FRAGMENTO:

>>

El legado

Vivimos tiempos convulsos. La humanidad se enfrenta a una revolución sin precedentes, la biotecnología y la tecnología de la información han revolucionado nuestra manera de concebir el mundo y de relacionarnos y, sin embargo, cada treinta días sigo teniendo que teñirme las raíces para no parecer un oso panda. Porque los problemas importantes siguen ahí.

La inteligencia artificial está a un paso de sustituir al individuo como unidad de producción y los tomates ya no saben como en aquel verano en el que se levantó el pastel de mili vanilli. Creíamos que el proceso empezaría por las profesiones que requieren menor nivel formativo, pero no es así: los médicos y los abogados se encuentran entre las profesiones más amenazadas por la irrupción de los robots, porque los hombres no podemos interconectarnos, pero las máquinas sí, de modo que el hombre en realidad no ha de ser comparado con un único robot sino con un sistema de información que se alimenta constantemente con nuevos algoritmos y aprende de los errores. Así que el relato liberal ya no sirve, ya no podemos decir a nuestros hijos, haz lo que te haga feliz siempre que sea ser odontólogo con consulta propia. Pero entonces, ¿Para qué les preparamos? ¿Debemos tomar cartas en el asunto si el niño quiere ser random performer? No sabe uno ni con qué angustiarse. Sólo hay dos constantes: el cambio y el reguetón.

Nuestros hijos serán gamificadores o ciberasesores, eso en el mejor de los casos, si no mueren antes ahogados por la crecida de las aguas, en cuyo caso más les hubieran valido la certificación padi, en lugar de tanto ajedrez.
Tampoco el inglés es garantía de nada, parece que en pocos años con la nueva app de google translate podrán conversar con perfecto acento británico incluso si nunca han aprobado el spelling. Es difícil acertar con la educación, a veces pienso que el mejor legado que les voy a dejar no será mi fascinación por el periodo de entreguerras sino unos trucos que me sé para crear contraseñas fuertes y seguras.

Los centros tampoco ayudan, por mucho que un sistema anime a nuestros hijos a pensar por si mismos, la profesora, en los descansos, se esconde para googlear alguna pincelada de lo siguiente que le toca contar. La inmediatez es la norma y padres e hijos comparten el mismo desconcierto ante lo que viene, que no sabemos lo que es, pero viene muy deprisa.

En este mundo de oscuridad y fake news, es difícil agarrarse a algo. La religión ha abandonado al hombre moderno, entendiendo como hombre moderno el que se sitúa entre la declaración del Fukuyama del fin de la historia y el baile de Rosalía en los MTV Awards. La secularización es irreversible y nos deja sin consuelo ante la futilidad de nuestra existencia ¿Podemos decir que el hombre es esencia en sí mismo o más bien que está al servicio de la esencia del universo? ¿Es Dios, o la imagen que tenemos de Dios, el grito del Hombre en la tierra? Aunque pueda parecer contradictorio, estas preguntas no quedan resueltas en ninguna de las pantallas de la Nintendo Switch. En este contexto, tampoco el pulpo Paul constituye un pilar al que asirse. El desconcierto, por lo tanto, también abarca lo espiritual y constituye por desgracia, la base misma del legado que recibirán nuestros hijos.

<<

INSTRUCCIONES DE TAREAS:
• A. Edita un pasaje del texto sobre el legado: empieza en las palabras "Los centros tampoco" y termina después de "viene muy deprisa.". Escríbelo cambiando "profesora" por "maestra".
• B. Resume en el texto sobre el legado el párrafo que empieza por "Los centros tampoco ayudan" en dos frases como máximo, sin perder sus datos principales.
• C. Prolonga el texto sobre el legado a partir de su última frase.

LÍNEAS SELECCIONADAS:
>>

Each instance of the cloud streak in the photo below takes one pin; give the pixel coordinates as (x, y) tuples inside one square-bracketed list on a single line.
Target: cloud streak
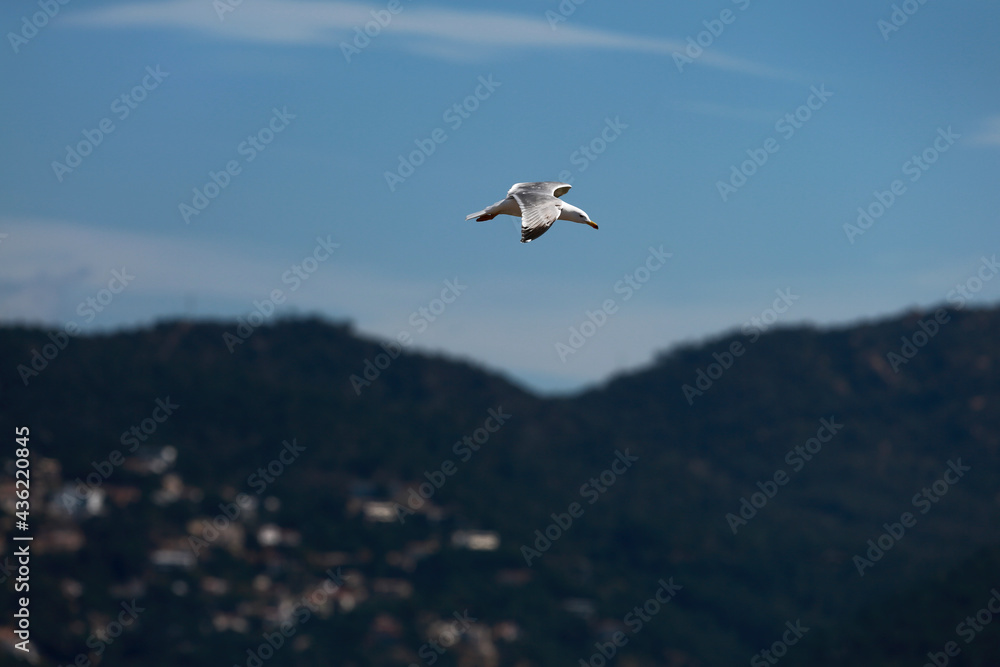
[(433, 32)]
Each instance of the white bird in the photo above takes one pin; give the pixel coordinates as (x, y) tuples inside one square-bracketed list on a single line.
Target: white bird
[(538, 205)]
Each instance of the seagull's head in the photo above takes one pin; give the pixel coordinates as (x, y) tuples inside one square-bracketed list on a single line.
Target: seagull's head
[(574, 214)]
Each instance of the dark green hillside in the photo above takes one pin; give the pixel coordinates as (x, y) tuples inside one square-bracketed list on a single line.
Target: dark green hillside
[(878, 439)]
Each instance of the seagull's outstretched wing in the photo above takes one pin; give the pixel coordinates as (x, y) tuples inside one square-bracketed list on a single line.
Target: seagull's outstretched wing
[(538, 212), (551, 188)]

<<

RESPUESTAS POR PUNTO:
• A.
Los centros tampoco ayudan, por mucho que un sistema anime a nuestros hijos a pensar por si mismos, la maestra, en los descansos, se esconde para googlear alguna pincelada de lo siguiente que le toca contar. La inmediatez es la norma y padres e hijos comparten el mismo desconcierto ante lo que viene, que no sabemos lo que es, pero viene muy deprisa.

• B. Los centros tampoco ayudan: aunque el sistema anima a los hijos a pensar por sí mismos, la profesora busca en Google durante los descansos lo próximo que tiene que explicar. Domina la inmediatez, y padres e hijos comparten el desconcierto ante algo que no saben qué es, pero que llega muy deprisa.

• C.
Desde una perspectiva cósmica, nos movemos en arenas movedizas, atormentados por nuestras propias contradicciones. Pregonamos la igualdad, pero no queremos renunciar a nuestros privilegios raciales, nacionales o de género. Nos ponemos minifalda, a sabiendas de que a partir de los 30 ya no queda igual.

En un mundo de exceso de información, la capacidad para desechar lo inútil es poder. Se salvarán aquellos que no se dejen invadir por el pensamiento mainstream que se extiende como un hongo por la superficie. Pero a falta de un objetivo claro y con el suelo pélvico en difícil equilibrio, es fácil abandonarse a Netflix y que fluyan las temporadas. Decía Hannah Arendt que el mal nunca es radical y que carece de capacidad demoníaca. Y tenía razón porque es que cortan el capítulo cuando más emocionante está, no hay manera de dejar de verlo. Y qué me dices de esos vídeos de soluciones caseras, ¿No es indignante que tengamos que enterarnos ahora de que el kétchup limpia la grifería de la ducha mejor que cualquier otro producto? Las élites, corporaciones y gobiernos nos anestesian, para continuar tan campantes con la depredación de las selvas. ¿Y qué podemos hacer nosotros? A mí lo que más me relaja es la app de amazon, tiene muy buenos precios y una interfaz como pocas.

La verdad no está a nuestro alcance, el mundo se ha vuelto muy complejo como para que una sola persona en su salón llegue a alguna consideración nueva y además tenemos todos mucha plancha. A falta de sentido, es importante mirar este planeta con ojos de niño, recuperar la capacidad de asombro y poder preguntar alegremente “¿Por qué esa señora tiene las tetas tan grandes mamá?”. No olvidemos nunca que el mundo es un lugar desconcertante y enigmático.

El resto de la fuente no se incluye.